» **Stated problem**
Would you transcribe the listing that follows, character for character, and omit its images?

— Start of Raw data —

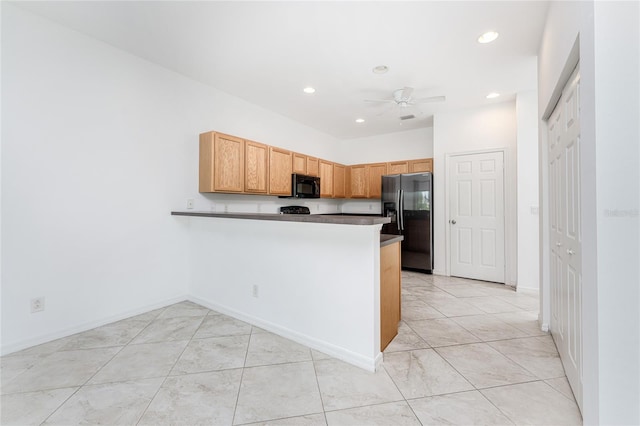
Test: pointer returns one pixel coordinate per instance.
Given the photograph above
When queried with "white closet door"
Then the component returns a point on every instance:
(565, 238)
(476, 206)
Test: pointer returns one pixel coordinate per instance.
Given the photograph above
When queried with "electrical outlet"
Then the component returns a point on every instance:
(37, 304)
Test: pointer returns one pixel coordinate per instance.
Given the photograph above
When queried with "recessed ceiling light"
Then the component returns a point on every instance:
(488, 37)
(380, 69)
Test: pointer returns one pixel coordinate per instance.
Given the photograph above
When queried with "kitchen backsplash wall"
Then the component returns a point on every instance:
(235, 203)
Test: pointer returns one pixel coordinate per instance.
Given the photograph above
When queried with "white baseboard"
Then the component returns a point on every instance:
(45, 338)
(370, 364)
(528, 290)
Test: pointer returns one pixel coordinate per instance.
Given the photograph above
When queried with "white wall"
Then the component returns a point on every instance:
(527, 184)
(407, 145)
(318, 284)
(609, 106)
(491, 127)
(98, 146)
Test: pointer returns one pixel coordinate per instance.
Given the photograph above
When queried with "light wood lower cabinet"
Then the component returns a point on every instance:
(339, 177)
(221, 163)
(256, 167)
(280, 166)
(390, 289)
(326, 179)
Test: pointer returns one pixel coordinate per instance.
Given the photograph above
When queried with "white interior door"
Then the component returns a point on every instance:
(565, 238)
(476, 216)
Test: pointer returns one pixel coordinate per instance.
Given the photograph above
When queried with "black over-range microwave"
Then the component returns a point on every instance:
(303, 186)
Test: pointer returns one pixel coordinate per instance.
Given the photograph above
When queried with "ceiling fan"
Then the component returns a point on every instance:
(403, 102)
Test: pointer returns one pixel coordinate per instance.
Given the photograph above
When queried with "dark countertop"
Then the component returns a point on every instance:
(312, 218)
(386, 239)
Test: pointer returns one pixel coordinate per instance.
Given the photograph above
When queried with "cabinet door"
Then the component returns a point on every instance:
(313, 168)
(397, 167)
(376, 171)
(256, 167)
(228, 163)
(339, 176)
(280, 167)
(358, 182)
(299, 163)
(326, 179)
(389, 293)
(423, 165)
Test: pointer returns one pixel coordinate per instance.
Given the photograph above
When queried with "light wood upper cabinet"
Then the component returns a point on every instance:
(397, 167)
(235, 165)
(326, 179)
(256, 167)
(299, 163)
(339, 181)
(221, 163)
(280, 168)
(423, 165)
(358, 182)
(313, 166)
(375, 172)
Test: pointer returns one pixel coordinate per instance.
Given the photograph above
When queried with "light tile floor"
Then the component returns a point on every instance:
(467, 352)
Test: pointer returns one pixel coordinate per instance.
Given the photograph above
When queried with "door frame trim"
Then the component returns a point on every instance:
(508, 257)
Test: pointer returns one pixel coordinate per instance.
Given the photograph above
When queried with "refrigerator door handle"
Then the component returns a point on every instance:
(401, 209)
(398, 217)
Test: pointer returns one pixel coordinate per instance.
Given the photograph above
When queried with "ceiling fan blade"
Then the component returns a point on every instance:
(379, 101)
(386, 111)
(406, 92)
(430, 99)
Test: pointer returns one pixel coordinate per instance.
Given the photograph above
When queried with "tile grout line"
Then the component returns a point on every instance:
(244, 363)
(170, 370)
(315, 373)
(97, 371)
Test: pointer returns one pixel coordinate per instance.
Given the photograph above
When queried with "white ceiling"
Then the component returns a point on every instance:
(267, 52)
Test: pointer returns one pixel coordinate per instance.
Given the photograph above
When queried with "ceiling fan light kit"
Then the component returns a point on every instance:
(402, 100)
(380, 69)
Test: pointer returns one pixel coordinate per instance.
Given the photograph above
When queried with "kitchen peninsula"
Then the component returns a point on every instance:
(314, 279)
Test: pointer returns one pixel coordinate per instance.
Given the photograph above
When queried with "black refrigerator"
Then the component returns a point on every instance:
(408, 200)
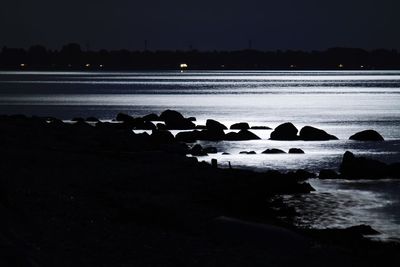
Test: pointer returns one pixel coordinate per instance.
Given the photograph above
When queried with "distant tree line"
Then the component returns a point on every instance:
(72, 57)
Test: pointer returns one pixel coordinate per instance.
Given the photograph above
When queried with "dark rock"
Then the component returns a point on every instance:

— End of Raw data —

» **Result of the task**
Test: pointer returns one pixel coordinate per instance.
Given the photograph above
When queried with "white closet door"
Then the component returns a point on every instance:
(565, 238)
(476, 206)
Test: pointer returns one pixel coordinate per instance.
Given the photograph above
When queried with "electrical outlet"
Then the component returns a point on every instance:
(37, 304)
Test: pointer returns one pixel coordinate per instance.
Given the photograph above
When queried with "recessed ceiling light"
Then the component returns a point on every instance:
(488, 37)
(380, 69)
Test: pointer returns one pixel coordinate per instance.
Given the photograph above
When queried with "kitchen backsplash wall"
Then the component returns a point on every instance:
(235, 203)
Test: pointer returns one pixel coordinate per instance.
Given the photograph above
When queried with "white baseboard"
Then the component returns a point on every instance:
(45, 338)
(370, 364)
(528, 290)
Test: pointer returns one pixel coordinate per instance.
Given the photograph above
When queried with "white wall"
Then the component returns a point on every instance:
(527, 184)
(407, 145)
(318, 284)
(609, 106)
(491, 127)
(98, 146)
Test: pointer returns one pixel coordinate per instance.
Given the photograph above
When queried with "light wood lower cabinet"
Then the component returns a point on every instance:
(339, 177)
(221, 163)
(256, 167)
(280, 166)
(390, 289)
(326, 179)
Test: pointer returns one pixel coordinate per instance.
Given the photograph above
When queried with "white interior door"
Then the component returns a point on every instance:
(565, 238)
(476, 216)
Test: pointer returns one pixel coordinate per instance.
Given the photograph above
When queried with "black over-range microwave"
Then the component returns a point on every instance:
(303, 186)
Test: pointer returns one pixel coordinate per instance.
Given the photograph above
When queried with "ceiling fan"
Then the component returns a point on every instance:
(403, 102)
Test: pointer returns one pixel coordinate per instance.
Given the photograph above
When queried with "dark countertop"
Then the component returns a point on every instance:
(312, 218)
(386, 239)
Test: pointer returns one pixel coordinate per instance.
Given the photograph above
When queried with "cabinet door"
Then the component returns a point on every instance:
(313, 168)
(397, 167)
(376, 171)
(256, 167)
(228, 163)
(339, 176)
(280, 167)
(358, 182)
(299, 163)
(326, 179)
(389, 293)
(423, 165)
Test: pointer returns one pixel coordinate per instance.
Given the photograph above
When queried with "light wood upper cabinet"
Then the component returns a point on every instance:
(397, 167)
(235, 165)
(326, 179)
(256, 167)
(299, 163)
(339, 181)
(221, 163)
(280, 168)
(423, 165)
(358, 182)
(313, 166)
(375, 172)
Test: pointer returns one pixel coordinate per instance.
Given the photograph above
When queried with "light tile floor"
Then the component returns a point on every instance:
(467, 352)
Test: pointer returns one pixel coordinate per instance.
Given the photograph above
When queried with "door frame trim"
Then the component returns a point on every instance:
(508, 257)
Test: pointer returns one pixel coordinate per instance.
Given the photograph above
When queried with "refrigerator door handle"
Then the component returns a point on every instance:
(401, 209)
(398, 217)
Test: pointer returns one pixel coordinate per instance.
Given the photograph above
When queried with "ceiling fan blade"
Then the component returns a point on every instance:
(379, 101)
(386, 111)
(406, 92)
(430, 99)
Test: pointer returns one pixel coordinate per instance.
Given the photograph above
When queried with "tile grout line"
Then the component returns a point on every instance:
(244, 363)
(170, 370)
(315, 373)
(97, 371)
Test: pointer returns one pixel coordinate per instance.
Given the photograph above
When queried with "white ceiling"
Then the component returns a point on every instance:
(267, 52)
Test: pointer returns one pixel coordinate per instance.
Given the photograph above
When queried with "ceiling fan light kit"
Then the component returns a point on every instance:
(402, 100)
(380, 69)
Test: pointer returns one pixel coordinate per instance.
Given the photograph above
When queried with "kitchen peninsula"
Then the component returns a point on every instance:
(314, 279)
Test: pointer returns one pixel coordinate per instance.
Given the photograph above
When queried with "black refrigerator"
Then the component returns a point on every instance:
(408, 200)
Test: pointer returns one pixel coordinate per instance.
Given the photograph above
When queried with "distant tree line"
Then the component returns a point on every instance:
(72, 57)
Test: pointer returns one pixel coordinate per instance.
Given the photograph above
When queried with "dark rock"
Then the component returns a point on every instance:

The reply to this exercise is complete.